Travail demandé →
Réécrivez le passage du texte sur le sentiment d'être de trop dans l'espace public, de "Un ami qui n'a" à "souvent notre lot.", en remplaçant "téléphone intelligent" par "ordinateur portable".

Extrait à lire →
-=-=-=-=-
Un ami qui n'a pas d'enfant me confiait que lui aussi sentait qu'il était de trop dans l'espace public, qu'on ne se gênait pas de passer devant lui dans les files d'attente, qu'on démontrait rapidement de l'impatience s'il ne répondait pas assez vite à une question ou s'il ne comprenait pas bien les instructions pour utiliser son téléphone intelligent par exemple. Les soupirs d'exaspération constituent trop souvent notre lot.

D'après ce que je constate autour de moi, et sans vouloir offenser personne, il semble que la seule façon de sortir de notre rôle de Serpuariens, c'est de devenir grands-parents. Tant pis pour mon ami. Et tant pis pour moi pour l'instant. Non mais c'est vrai. Les grands-parents aujourd'hui sont en demande exponentielle. Enfin des gens qui n'ont rien à faire et qui peuvent s'avérer utiles! En plus, ils sont consentants et désireux de retrouver une place. Oui, une place. Car leur sagesse n'est plus sollicitée. Leurs histoires interminables sur comment c'était dans leur temps n'intéressent plus personne et peuvent toutes être retrouvées grâce à une recherche sur Internet. Même constat pour leurs recettes contenant trop de gras trans. Mais qui veut encore cuisiner un ragoût de boulettes? Vraiment! Et on ne parle pas de leurs trucs de bricolage dont on n'a que faire quand on peut regarder une vidéo sur YouTube.
-=-=-=-=-
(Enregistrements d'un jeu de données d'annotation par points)
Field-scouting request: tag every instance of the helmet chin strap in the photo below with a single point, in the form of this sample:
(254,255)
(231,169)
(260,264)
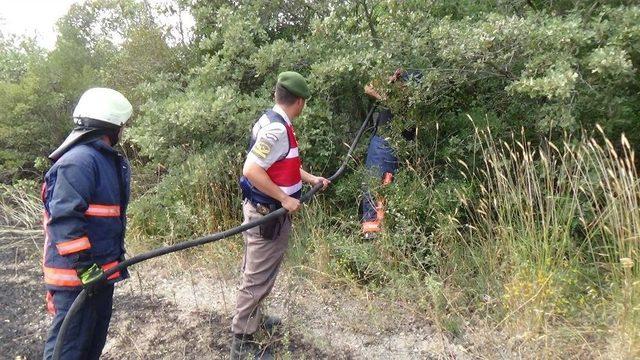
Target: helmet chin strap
(114,136)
-=-=-=-=-
Réponse complète →
Un ami qui n'a pas d'enfant me confiait que lui aussi sentait qu'il était de trop dans l'espace public, qu'on ne se gênait pas de passer devant lui dans les files d'attente, qu'on démontrait rapidement de l'impatience s'il ne répondait pas assez vite à une question ou s'il ne comprenait pas bien les instructions pour utiliser son ordinateur portable par exemple. Les soupirs d'exaspération constituent trop souvent notre lot.